__Reading text__
From the critique of democratic institutions by Lenin and Trotsky, it appears that popular representation on the basis of universal suffrage is rejected by them on principle, and that they want to base themselves only on the soviets.

We did not consider above the destruction of the most important democratic guarantees of a healthy public life and of the political activity of the laboring masses: freedom of the press, the rights of association and assembly, which have been outlawed for all opponents of the Soviet regime. For these attacks (on democratic rights), the arguments of Trotsky cited above, on the cumbersome nature of democratic electoral bodies, are far from satisfactory. On the other hand, it is a well-known and indisputable fact that without a free and untrammeled press, without the unlimited right of association and assemblage, the rule of the broad masses of the people is entirely unthinkable.

Freedom only for the supporters of the government, only for the members of one party – however numerous they may be – is no freedom at all. Freedom is always and exclusively freedom for the one who thinks differently. Not because of any fanatical concept of “justice” but because all that is instructive, wholesome and purifying in political freedom depends on this essential characteristic, and its effectiveness vanishes when “freedom” becomes a special privilege.

I’d like to pause here and emphasize the following passage. Luxemburg gives us one the most honest interpretations on how to implement an honest socialist program:

The tacit assumption underlying the Lenin-Trotsky theory of dictatorship is this: that the socialist transformation is something for which a ready-made formula lies completed in the pocket of the revolutionary party, which needs only to be carried out energetically in practice. This is, unfortunately – or perhaps fortunately – not the case. Far from being a sum of ready-made prescriptions which have only to be applied, the practical realization of socialism as an economic, social and juridical system is something which lies completely hidden in the mists of the future. What we possess in our program is nothing but a few main signposts which indicate the general direction in which to look for the necessary measures, and the indications are mainly negative in character at that. Thus we know more or less what we must eliminate at the outset in order to free the road for a socialist economy. But when it comes to the nature of the thousand concrete, practical measures, large and small, necessary to introduce socialist principles into economy, law and all social relationships, there is no key in any socialist party program or textbook. That is not a shortcoming but rather the very thing that makes scientific socialism superior to the utopian varieties.

__Given problem a__
According to the reading text, what is freedom always and exclusively?
The reading text and the entries are independent of each other.

Dataset excerpt
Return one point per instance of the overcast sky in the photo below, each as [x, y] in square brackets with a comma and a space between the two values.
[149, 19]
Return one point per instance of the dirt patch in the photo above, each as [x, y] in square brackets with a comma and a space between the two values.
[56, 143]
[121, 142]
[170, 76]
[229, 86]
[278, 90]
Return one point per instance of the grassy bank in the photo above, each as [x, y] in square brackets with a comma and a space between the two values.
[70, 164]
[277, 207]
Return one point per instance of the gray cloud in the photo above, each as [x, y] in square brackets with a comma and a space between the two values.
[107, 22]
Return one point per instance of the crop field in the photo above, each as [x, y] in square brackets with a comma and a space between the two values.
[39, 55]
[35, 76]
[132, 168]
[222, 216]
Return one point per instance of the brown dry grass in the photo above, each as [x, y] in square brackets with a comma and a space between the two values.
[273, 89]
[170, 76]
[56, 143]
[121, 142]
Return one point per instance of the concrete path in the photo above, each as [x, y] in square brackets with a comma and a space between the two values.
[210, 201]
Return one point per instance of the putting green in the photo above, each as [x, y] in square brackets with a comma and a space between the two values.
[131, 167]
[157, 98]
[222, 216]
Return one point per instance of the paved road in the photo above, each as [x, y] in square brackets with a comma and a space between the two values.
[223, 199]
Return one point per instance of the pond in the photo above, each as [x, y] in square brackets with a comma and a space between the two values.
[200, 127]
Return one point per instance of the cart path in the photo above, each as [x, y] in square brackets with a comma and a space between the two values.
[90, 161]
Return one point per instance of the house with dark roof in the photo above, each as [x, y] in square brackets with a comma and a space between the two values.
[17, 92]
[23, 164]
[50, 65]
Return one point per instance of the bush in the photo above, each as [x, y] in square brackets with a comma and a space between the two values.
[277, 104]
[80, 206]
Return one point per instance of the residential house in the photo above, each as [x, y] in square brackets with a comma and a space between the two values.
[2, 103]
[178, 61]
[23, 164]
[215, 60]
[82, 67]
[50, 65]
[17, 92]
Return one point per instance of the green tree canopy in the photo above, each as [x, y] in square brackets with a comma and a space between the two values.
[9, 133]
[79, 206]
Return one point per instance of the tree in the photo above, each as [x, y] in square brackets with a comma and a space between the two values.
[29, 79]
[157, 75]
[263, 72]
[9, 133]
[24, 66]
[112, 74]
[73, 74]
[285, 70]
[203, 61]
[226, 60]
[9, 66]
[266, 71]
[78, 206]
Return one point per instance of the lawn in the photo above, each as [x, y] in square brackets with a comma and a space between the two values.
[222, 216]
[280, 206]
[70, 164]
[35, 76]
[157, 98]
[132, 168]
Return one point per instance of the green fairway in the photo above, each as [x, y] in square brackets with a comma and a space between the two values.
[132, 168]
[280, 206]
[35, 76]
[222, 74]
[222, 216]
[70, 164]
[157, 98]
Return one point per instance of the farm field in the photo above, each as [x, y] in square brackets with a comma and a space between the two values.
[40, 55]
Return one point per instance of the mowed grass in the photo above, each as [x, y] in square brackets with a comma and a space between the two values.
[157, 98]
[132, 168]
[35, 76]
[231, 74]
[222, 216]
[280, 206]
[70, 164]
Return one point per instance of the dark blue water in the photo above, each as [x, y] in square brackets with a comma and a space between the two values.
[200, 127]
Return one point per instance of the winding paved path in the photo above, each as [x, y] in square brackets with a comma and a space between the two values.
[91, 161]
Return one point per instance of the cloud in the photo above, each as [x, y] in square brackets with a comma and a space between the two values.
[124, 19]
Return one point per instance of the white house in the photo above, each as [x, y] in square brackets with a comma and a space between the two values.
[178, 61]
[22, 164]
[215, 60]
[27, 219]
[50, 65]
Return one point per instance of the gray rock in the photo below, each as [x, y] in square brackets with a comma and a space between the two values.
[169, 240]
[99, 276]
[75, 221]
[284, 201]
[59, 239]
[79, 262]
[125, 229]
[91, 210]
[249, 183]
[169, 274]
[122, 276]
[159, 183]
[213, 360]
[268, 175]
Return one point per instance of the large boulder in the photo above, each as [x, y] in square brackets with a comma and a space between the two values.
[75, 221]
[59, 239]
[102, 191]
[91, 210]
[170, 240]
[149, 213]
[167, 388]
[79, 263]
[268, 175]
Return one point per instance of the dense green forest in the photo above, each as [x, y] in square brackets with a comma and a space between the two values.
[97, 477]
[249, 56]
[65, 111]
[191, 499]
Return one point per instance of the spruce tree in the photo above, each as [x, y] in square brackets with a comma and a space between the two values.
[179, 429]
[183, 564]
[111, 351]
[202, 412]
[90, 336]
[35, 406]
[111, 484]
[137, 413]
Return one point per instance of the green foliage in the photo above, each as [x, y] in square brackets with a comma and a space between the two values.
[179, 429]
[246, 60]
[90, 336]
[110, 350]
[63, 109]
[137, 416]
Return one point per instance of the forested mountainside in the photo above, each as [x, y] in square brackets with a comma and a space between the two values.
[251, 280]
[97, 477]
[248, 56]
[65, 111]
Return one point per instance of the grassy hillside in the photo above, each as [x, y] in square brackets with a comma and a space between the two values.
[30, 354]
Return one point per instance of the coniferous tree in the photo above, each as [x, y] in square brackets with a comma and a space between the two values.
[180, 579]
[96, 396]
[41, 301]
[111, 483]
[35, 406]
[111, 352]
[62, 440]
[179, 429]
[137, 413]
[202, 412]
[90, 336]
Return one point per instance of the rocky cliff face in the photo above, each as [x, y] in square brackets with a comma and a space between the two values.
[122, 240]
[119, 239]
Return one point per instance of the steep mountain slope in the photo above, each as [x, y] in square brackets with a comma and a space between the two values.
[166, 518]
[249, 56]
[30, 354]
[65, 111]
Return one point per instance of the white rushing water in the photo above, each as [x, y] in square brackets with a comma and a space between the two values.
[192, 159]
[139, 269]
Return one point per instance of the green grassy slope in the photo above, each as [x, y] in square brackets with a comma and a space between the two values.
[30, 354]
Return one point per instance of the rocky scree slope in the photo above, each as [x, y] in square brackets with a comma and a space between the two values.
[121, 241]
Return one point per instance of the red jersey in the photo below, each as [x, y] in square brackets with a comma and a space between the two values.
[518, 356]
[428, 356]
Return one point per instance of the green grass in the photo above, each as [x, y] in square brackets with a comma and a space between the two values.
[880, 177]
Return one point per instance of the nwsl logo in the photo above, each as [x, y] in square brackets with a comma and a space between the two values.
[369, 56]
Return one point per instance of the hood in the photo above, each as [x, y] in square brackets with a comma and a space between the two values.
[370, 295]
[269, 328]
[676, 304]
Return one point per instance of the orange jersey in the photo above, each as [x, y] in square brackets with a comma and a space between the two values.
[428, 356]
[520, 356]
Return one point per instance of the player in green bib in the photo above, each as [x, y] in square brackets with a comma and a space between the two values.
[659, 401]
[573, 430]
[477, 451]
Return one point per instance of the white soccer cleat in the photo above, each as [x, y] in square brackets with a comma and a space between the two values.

__Given problem b__
Count the lines in the entries that contain the string "gray", with case counting, and give only the number.

__Written answer a__
Freedom for the one who thinks differently.

__Written answer b__
2